Task statement
Exclude any images and output the remaining records exactly.
○ ○ ○
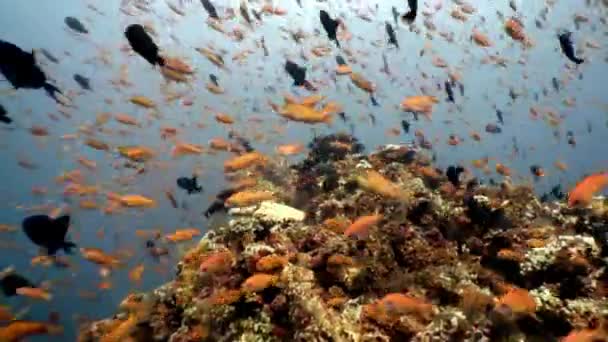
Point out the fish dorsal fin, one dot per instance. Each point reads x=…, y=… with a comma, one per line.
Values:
x=64, y=223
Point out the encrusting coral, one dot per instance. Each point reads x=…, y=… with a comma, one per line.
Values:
x=382, y=248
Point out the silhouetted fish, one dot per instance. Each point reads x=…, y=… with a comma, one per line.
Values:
x=298, y=74
x=47, y=232
x=406, y=126
x=565, y=41
x=49, y=55
x=3, y=115
x=76, y=25
x=143, y=44
x=395, y=16
x=83, y=82
x=214, y=79
x=20, y=70
x=210, y=9
x=453, y=174
x=392, y=38
x=189, y=184
x=449, y=91
x=330, y=25
x=411, y=15
x=11, y=282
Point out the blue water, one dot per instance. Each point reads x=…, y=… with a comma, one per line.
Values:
x=40, y=24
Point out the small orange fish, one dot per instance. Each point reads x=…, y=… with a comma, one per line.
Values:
x=248, y=198
x=182, y=148
x=99, y=257
x=19, y=330
x=34, y=292
x=218, y=262
x=422, y=103
x=258, y=282
x=125, y=119
x=360, y=228
x=182, y=235
x=502, y=169
x=518, y=300
x=136, y=201
x=224, y=118
x=290, y=149
x=142, y=101
x=583, y=192
x=136, y=153
x=136, y=273
x=244, y=161
x=97, y=144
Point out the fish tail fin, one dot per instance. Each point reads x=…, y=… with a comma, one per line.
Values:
x=67, y=247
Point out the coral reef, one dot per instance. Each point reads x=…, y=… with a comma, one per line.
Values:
x=429, y=261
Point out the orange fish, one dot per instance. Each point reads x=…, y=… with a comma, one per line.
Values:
x=97, y=144
x=248, y=198
x=19, y=330
x=360, y=228
x=258, y=282
x=136, y=153
x=422, y=103
x=583, y=192
x=136, y=201
x=290, y=149
x=136, y=273
x=34, y=292
x=244, y=161
x=142, y=101
x=518, y=300
x=125, y=119
x=183, y=235
x=224, y=118
x=99, y=257
x=218, y=262
x=182, y=148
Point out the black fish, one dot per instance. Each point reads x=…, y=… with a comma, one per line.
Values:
x=298, y=74
x=143, y=44
x=47, y=232
x=3, y=117
x=555, y=83
x=406, y=126
x=395, y=16
x=499, y=116
x=245, y=13
x=210, y=9
x=10, y=283
x=83, y=82
x=20, y=70
x=214, y=79
x=49, y=55
x=189, y=184
x=75, y=25
x=565, y=41
x=449, y=91
x=330, y=25
x=453, y=174
x=411, y=15
x=340, y=60
x=392, y=38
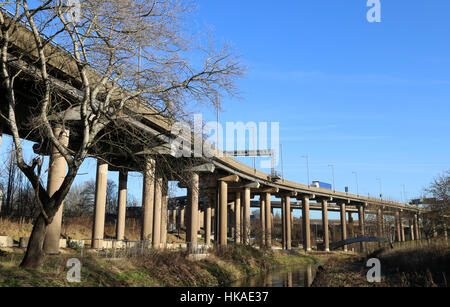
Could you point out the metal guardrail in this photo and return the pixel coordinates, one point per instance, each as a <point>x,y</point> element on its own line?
○ ○ ○
Result of this task
Point out the fish dorsal fin, one dot per instance. Each point reads x=…, y=… with a comma, one per line.
Values:
x=64, y=223
Point out the encrusting coral, one dot per instance. Each point reads x=…, y=… with a comma, one per line.
Values:
x=382, y=248
Point out the silhouetted fish, one dot per instance. Each point reads x=…, y=… with a comma, one per line.
Values:
x=298, y=74
x=47, y=232
x=406, y=126
x=565, y=41
x=49, y=55
x=3, y=115
x=76, y=25
x=143, y=44
x=395, y=16
x=83, y=82
x=214, y=79
x=20, y=70
x=210, y=9
x=453, y=174
x=392, y=38
x=189, y=184
x=449, y=91
x=330, y=25
x=411, y=15
x=11, y=282
Point out the blue water, one dot per instance. Each point reads x=…, y=… with a comma, one per line.
Values:
x=40, y=24
Point out the small orange fish, one dot per instance. Each point reads x=…, y=… with a comma, one per line.
Values:
x=248, y=198
x=182, y=148
x=99, y=257
x=19, y=330
x=34, y=292
x=218, y=262
x=422, y=103
x=258, y=282
x=125, y=119
x=360, y=228
x=182, y=235
x=502, y=169
x=518, y=300
x=136, y=201
x=224, y=118
x=290, y=149
x=142, y=101
x=583, y=192
x=136, y=153
x=136, y=273
x=244, y=161
x=97, y=144
Point out the fish tail fin, one dot per instance. Each point reads x=…, y=… with a comma, one per line.
Values:
x=67, y=247
Point out the coral reef, one dot per instance. Each point reads x=…, y=… with a comma, one per line.
Values:
x=429, y=261
Point out the orange fish, one dot per instance. Each point reads x=…, y=… with a comma, one per line.
Values:
x=97, y=144
x=248, y=198
x=19, y=330
x=360, y=228
x=258, y=282
x=136, y=153
x=422, y=103
x=583, y=192
x=136, y=201
x=290, y=149
x=136, y=273
x=34, y=292
x=244, y=161
x=142, y=101
x=518, y=300
x=125, y=119
x=183, y=235
x=224, y=118
x=99, y=257
x=218, y=262
x=182, y=148
Point out the black fish, one dot per instance. Each point reads x=…, y=… with a comma, one per line.
Values:
x=298, y=74
x=143, y=44
x=47, y=232
x=3, y=117
x=555, y=83
x=406, y=126
x=395, y=16
x=499, y=116
x=245, y=13
x=210, y=9
x=10, y=283
x=83, y=82
x=20, y=70
x=214, y=79
x=49, y=55
x=189, y=184
x=75, y=25
x=565, y=41
x=449, y=91
x=330, y=25
x=453, y=174
x=411, y=15
x=340, y=60
x=392, y=38
Could you point out the metal guardrail in this photo and return the pixel coordinates, one point per instance, each as a <point>x,y</point> element on its own line?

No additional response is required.